* Exercise requirements *
1. Answer these questions using the passage on heel pain in children.
(a) Which three measures help to treat the condition described at the start?
(b) How may children with heel pain walk to relieve weight pressure on the heel?
(c) Between what ages does Sever's Disease generally affect children?
2. Update the passage on heel pain in children. Reproduce the stretch from "Children who suffer" through "the child's feet.", and replace every instance of "disorder" with "condition".

* Selected text *
------------------------------

Heel pain in children is generally characterized by tenderness of the heel, difficulty walking and pain along the back or bottom of the foot. Although the pain may be moderate, it is important to have a physician evaluate your child, as heel pain is often a symptom of a more severe condition. Physical therapy, a reduction in physical activity and rest help to treat this condition.
Children who suffer from heel pain may limp or walk on their toes so as to relieve putting weight pressure on the heel. Patients may also have difficulty participating in usual activities, including organized sports and may complain about pain in the back or bottom of their foot.
Most Common Cause
Most commonly, heel pain in children is caused by a disorder called calcaneal apophysitis, or Sever's Disease, which generally affects children between the ages of 8 and 14 and especially those who may be overweight or obese. This disorder is caused muscle strain or repeated stress to the heel, and causes an inflammation in the heel's growth plate. This disorder causes tenderness and pain in the back or bottom of the heel, makes walking painful and may cause pain if the child' heel is touched. This disorder can occur in one or both of the child's feet.

------------------------------

Saved data entries:
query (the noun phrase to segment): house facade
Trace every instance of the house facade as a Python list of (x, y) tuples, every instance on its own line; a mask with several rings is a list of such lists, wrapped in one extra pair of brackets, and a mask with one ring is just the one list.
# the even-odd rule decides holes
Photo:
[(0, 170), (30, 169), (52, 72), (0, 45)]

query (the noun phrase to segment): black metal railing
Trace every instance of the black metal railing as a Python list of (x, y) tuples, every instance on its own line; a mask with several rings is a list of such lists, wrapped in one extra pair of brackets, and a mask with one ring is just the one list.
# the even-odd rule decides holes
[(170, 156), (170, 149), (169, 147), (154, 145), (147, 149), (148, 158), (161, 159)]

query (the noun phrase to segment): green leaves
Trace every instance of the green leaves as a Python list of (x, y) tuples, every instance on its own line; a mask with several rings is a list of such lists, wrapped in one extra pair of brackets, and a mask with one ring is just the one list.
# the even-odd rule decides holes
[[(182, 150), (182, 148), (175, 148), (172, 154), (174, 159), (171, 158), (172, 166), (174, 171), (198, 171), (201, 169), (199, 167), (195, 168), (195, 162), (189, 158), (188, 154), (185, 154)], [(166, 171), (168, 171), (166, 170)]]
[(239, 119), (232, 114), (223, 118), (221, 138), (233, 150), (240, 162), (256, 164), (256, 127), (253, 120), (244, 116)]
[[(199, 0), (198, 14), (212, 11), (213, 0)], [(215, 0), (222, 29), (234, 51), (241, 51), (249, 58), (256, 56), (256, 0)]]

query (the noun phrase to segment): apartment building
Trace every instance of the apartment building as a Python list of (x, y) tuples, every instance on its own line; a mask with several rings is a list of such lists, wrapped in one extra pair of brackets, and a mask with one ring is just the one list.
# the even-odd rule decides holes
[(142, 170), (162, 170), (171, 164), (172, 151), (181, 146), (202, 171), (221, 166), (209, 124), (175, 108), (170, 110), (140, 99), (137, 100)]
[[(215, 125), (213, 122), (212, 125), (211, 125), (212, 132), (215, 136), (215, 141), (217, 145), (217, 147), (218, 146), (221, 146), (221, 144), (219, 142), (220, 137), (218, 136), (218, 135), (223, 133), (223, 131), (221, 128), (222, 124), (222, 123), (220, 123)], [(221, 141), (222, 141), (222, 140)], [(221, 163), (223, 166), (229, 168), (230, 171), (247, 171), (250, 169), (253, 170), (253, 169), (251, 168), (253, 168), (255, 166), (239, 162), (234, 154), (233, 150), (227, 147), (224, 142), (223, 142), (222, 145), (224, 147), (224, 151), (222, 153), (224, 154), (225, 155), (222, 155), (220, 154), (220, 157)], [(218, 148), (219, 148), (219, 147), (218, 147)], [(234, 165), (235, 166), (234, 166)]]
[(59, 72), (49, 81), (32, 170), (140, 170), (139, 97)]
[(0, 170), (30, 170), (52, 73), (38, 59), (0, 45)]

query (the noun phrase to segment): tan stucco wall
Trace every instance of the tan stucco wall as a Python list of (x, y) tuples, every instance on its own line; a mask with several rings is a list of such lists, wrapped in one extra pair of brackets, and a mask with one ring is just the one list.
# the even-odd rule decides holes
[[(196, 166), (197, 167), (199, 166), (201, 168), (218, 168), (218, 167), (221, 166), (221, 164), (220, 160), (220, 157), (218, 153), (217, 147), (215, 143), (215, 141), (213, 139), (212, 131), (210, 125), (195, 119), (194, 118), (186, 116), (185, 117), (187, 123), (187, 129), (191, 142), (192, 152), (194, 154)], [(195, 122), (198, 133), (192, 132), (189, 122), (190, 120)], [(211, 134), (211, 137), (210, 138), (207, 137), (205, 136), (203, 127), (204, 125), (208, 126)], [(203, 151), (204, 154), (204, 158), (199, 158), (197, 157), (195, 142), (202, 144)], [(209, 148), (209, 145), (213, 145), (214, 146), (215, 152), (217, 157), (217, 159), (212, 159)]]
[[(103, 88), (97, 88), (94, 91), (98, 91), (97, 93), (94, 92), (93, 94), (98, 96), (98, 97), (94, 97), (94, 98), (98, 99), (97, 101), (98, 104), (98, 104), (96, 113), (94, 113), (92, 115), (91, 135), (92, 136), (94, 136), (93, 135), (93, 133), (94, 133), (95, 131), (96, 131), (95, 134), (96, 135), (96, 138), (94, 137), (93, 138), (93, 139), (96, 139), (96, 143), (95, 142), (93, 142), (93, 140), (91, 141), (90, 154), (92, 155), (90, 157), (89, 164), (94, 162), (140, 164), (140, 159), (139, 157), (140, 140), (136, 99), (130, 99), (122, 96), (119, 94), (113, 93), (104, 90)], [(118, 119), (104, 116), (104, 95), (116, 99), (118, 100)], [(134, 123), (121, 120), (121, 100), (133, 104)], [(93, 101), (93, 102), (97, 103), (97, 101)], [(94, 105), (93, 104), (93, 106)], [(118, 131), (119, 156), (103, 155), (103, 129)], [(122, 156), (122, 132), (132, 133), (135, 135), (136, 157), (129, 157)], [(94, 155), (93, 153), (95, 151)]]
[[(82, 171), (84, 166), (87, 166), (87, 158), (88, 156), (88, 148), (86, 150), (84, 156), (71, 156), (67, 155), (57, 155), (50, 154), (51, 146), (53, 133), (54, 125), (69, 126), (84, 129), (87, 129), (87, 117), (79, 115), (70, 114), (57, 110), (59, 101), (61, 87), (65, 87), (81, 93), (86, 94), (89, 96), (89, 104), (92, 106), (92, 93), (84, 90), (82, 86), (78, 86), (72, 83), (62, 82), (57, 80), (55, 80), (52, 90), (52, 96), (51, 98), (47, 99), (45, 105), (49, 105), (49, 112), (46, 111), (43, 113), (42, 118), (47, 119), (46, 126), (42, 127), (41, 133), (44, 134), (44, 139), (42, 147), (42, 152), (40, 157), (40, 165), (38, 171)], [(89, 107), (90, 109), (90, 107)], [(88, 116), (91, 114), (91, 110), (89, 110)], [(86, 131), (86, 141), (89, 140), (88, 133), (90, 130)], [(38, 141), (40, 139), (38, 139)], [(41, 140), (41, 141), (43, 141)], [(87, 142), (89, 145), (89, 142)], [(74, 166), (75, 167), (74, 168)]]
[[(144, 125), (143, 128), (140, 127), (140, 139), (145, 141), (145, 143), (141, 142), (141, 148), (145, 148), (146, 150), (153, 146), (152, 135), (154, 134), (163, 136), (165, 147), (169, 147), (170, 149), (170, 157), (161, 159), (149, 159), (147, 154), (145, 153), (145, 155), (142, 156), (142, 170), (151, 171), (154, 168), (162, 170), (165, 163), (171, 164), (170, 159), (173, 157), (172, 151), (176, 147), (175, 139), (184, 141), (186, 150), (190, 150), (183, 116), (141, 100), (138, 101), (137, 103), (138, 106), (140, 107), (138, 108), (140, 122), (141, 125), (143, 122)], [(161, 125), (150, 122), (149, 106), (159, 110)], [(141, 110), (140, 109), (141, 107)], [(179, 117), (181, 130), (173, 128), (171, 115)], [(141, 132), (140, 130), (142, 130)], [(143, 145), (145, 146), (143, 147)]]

------------------------------

* Responses in order *
1.
(a) Physical therapy, a reduction in physical activity and rest.
(b) They may limp or walk on their toes.
(c) Between the ages of 8 and 14.

2.
Children who suffer from heel pain may limp or walk on their toes so as to relieve putting weight pressure on the heel. Patients may also have difficulty participating in usual activities, including organized sports and may complain about pain in the back or bottom of their foot.
Most Common Cause
Most commonly, heel pain in children is caused by a condition called calcaneal apophysitis, or Sever's Disease, which generally affects children between the ages of 8 and 14 and especially those who may be overweight or obese. This condition is caused muscle strain or repeated stress to the heel, and causes an inflammation in the heel's growth plate. This condition causes tenderness and pain in the back or bottom of the heel, makes walking painful and may cause pain if the child' heel is touched. This condition can occur in one or both of the child's feet.